Might be a regression.

1) Add http://maps.warwickshire.gov.uk/gs/ows as a WFS service
2) Add "Street Lights" - uncheck "cache features".

500 random features should be returned - this is feature limit of the service. The dataset contains 51639 features.

3) Zoom in and pan around all you want - QGIS won't make any requests to the WFS server.

4) Zoom out. Once you have zoomed out further than the the original level, QGIS will make a new request and will do so every time you zoom out further.

Assuming it's confirmed and not just me, I suggest this might be a blocker - it makes WFS unusable on feature limited services.

Master - 51928ed


Related issues

Related to QGIS Application - Feature request #9450: New WFS connection option - Max number of features returned Open 2014-01-29

History

#1 Updated by Neil Benny almost 6 years ago

We have been experiencing the same issue. Datasets of different sizes and with different feature limits all have this same issue.

# Problem to work on
Reproduce everything in the bug report from "1) Add http://maps.warwickshire.gov.uk/gs/ows" down to "the WFS server.". The data that comes next is separate from the bug report.

# Dataset excerpt

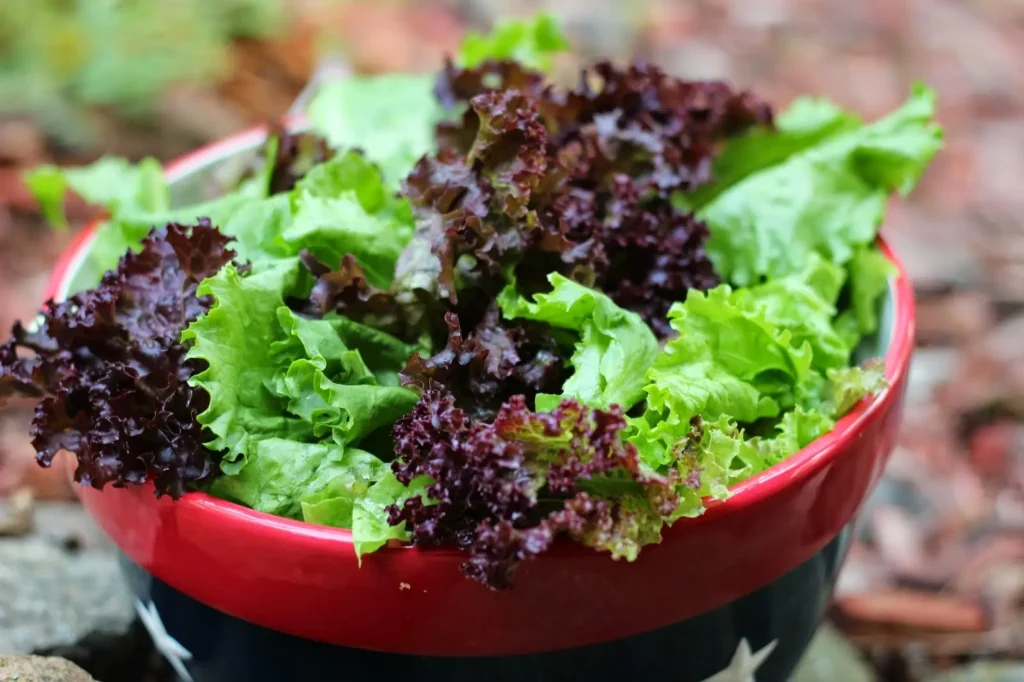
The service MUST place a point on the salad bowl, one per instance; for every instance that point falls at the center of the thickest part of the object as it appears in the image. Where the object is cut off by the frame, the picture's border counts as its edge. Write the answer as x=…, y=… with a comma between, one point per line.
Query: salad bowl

# Task result
1) Add http://maps.warwickshire.gov.uk/gs/ows as a WFS service
2) Add "Street Lights" - uncheck "cache features".

500 random features should be returned - this is feature limit of the service. The dataset contains 51639 features.

3) Zoom in and pan around all you want - QGIS won't make any requests to the WFS server.